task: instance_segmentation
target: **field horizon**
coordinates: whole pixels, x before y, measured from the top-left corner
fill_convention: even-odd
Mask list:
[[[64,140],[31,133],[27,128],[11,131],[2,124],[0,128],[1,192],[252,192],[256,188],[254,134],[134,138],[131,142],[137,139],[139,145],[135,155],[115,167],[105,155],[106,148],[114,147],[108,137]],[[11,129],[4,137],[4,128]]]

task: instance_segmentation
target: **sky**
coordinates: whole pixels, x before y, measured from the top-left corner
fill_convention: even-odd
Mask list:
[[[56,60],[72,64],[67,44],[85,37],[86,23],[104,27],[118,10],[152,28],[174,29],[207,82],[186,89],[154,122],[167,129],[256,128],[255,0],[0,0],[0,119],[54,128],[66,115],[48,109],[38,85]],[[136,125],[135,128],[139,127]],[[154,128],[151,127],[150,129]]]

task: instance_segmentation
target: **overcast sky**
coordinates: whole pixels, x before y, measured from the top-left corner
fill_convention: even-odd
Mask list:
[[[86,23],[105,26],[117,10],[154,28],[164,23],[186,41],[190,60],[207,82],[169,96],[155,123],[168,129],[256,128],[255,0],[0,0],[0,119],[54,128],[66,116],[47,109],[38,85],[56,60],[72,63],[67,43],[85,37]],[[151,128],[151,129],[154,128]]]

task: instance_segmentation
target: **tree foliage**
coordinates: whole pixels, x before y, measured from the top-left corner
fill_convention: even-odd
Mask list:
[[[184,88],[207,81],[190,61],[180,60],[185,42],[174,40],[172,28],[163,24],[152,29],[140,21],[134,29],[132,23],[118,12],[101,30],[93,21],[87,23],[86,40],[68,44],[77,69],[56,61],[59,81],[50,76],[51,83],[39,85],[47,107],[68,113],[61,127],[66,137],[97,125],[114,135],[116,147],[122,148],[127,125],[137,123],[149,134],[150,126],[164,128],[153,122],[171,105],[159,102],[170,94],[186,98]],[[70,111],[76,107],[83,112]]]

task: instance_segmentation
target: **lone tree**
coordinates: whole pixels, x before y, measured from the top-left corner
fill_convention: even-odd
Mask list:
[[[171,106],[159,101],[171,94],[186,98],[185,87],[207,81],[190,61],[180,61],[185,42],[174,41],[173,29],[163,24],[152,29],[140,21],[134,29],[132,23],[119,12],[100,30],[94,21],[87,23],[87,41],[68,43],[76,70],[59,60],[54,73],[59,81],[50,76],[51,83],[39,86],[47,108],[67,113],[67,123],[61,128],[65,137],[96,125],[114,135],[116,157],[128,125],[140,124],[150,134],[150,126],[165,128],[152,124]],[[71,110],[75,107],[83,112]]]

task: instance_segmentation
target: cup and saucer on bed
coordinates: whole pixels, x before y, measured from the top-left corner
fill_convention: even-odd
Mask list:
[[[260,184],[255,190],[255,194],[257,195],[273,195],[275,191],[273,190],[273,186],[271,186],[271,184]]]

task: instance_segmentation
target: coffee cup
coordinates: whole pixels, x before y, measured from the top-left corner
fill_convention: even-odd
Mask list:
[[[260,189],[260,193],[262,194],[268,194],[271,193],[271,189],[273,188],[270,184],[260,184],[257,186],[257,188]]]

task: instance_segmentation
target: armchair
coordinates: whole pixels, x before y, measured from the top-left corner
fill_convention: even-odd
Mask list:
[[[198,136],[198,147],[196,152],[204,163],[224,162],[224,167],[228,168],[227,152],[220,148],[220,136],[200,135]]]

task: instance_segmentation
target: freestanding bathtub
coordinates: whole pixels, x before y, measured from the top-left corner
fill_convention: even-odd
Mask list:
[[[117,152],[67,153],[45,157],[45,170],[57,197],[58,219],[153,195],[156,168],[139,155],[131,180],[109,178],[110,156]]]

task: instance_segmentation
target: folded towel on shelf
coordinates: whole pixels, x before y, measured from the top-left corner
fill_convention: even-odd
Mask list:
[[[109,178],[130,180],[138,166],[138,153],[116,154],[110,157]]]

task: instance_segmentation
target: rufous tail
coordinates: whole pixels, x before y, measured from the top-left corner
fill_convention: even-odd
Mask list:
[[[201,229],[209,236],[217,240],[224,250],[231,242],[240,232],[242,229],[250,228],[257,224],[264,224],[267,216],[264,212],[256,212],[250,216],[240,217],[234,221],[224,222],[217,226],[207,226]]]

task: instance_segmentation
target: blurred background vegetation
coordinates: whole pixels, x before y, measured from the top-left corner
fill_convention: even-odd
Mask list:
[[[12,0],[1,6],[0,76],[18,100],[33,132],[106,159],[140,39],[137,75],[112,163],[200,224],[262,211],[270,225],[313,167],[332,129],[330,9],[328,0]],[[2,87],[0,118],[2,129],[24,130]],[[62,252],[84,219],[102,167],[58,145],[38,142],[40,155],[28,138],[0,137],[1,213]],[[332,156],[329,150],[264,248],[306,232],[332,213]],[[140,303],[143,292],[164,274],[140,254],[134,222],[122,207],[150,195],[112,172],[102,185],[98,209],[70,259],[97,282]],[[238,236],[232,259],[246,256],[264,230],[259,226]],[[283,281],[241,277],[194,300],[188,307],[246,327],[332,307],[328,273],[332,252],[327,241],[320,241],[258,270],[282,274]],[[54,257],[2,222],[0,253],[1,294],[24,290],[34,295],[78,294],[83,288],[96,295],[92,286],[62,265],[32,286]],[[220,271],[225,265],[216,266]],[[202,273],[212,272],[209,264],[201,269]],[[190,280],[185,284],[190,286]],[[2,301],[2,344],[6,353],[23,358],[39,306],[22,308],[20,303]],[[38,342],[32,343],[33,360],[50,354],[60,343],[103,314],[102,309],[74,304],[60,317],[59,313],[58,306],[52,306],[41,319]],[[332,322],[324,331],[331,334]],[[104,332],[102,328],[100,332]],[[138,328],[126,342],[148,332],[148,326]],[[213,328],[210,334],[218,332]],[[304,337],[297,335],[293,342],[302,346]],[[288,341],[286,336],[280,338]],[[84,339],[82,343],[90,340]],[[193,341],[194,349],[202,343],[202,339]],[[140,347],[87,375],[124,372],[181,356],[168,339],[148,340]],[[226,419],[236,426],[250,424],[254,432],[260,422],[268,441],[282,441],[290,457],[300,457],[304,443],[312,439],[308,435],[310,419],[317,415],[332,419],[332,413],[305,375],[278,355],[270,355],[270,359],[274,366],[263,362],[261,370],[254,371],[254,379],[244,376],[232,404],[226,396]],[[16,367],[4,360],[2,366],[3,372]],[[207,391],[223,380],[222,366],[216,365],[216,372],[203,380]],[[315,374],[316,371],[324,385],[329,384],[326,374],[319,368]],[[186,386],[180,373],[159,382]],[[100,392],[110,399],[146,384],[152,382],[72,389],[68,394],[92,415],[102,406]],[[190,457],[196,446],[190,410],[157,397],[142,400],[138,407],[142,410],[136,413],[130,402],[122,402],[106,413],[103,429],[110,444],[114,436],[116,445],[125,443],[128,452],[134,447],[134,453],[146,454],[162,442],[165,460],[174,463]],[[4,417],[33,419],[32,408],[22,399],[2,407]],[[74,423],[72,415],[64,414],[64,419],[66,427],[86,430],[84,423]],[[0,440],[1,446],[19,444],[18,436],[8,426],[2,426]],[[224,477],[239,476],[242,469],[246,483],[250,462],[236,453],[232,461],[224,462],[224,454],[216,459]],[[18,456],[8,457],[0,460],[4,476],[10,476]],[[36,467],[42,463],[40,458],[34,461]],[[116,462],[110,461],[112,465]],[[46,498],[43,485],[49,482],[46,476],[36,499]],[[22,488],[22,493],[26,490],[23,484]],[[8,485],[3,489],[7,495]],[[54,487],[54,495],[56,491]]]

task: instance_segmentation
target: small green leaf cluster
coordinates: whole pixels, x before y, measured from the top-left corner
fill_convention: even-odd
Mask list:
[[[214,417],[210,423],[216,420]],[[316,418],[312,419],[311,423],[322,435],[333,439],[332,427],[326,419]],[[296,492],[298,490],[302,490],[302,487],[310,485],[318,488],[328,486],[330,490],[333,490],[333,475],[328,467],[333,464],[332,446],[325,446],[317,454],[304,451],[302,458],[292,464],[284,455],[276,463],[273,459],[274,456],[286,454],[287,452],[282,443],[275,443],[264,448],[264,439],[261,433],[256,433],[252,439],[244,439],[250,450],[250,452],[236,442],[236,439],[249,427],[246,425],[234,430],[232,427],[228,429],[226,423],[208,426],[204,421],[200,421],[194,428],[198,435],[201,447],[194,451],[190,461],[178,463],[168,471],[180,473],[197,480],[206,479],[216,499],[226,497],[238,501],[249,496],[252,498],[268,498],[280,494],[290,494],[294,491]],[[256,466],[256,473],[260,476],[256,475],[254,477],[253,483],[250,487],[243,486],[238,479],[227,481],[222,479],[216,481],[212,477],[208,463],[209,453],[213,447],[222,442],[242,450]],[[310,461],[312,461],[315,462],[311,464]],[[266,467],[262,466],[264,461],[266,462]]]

Given request :: Count the lines of the entries above that contain the string "tree", and report only that number.

Worked solution :: 2